* Direction
Please rescale the records below, from the line with "Practice: put a marker on each instance of the shrub" up to and including the last line of the records. Write out each of those lines again, requests included, multiplying every answer coordinate by 2.05 and rounding to whole numbers (halves up), while leaving the numbers in the requests and their format samples unchanged.

========================================================================

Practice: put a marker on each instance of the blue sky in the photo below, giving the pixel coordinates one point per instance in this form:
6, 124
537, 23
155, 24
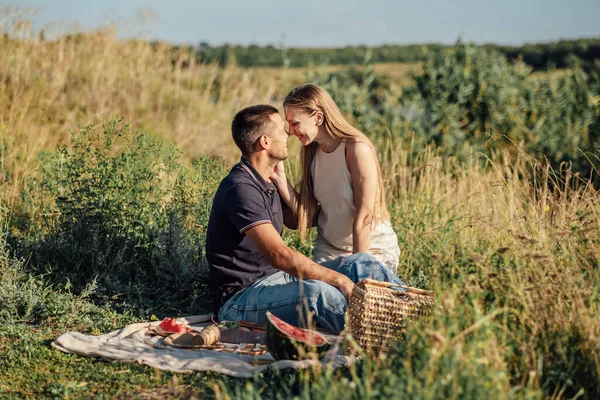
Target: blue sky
328, 22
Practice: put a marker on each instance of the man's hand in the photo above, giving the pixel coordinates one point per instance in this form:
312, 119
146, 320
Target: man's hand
278, 176
345, 285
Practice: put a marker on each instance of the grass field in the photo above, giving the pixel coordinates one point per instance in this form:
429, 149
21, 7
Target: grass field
510, 246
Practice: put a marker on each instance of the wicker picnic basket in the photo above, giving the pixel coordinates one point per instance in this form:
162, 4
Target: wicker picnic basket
377, 314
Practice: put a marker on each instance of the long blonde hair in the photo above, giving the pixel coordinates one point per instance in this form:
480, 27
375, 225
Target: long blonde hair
310, 99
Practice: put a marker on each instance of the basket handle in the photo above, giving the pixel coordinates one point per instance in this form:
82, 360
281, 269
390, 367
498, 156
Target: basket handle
373, 282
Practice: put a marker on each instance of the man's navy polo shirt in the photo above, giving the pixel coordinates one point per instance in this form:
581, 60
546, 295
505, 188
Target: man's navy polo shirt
243, 200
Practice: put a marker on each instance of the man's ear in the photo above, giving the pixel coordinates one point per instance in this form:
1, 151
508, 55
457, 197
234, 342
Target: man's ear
264, 141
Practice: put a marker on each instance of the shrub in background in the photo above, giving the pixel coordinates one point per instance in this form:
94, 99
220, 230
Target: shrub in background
120, 209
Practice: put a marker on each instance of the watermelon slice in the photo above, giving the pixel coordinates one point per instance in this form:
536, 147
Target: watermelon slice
288, 342
171, 325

========================================================================

* Solution
Practice: put a marker on each instance of the shrub in background in the photo above, giving the pixel coordinates one point per instance in this form:
94, 99
220, 230
Target: shrub in background
246, 428
Practice: put a marker on each instance of the watermelon slice in the photo above, giving the pixel coordinates one point per instance in this form:
536, 147
Target: watermelon slice
590, 701
351, 666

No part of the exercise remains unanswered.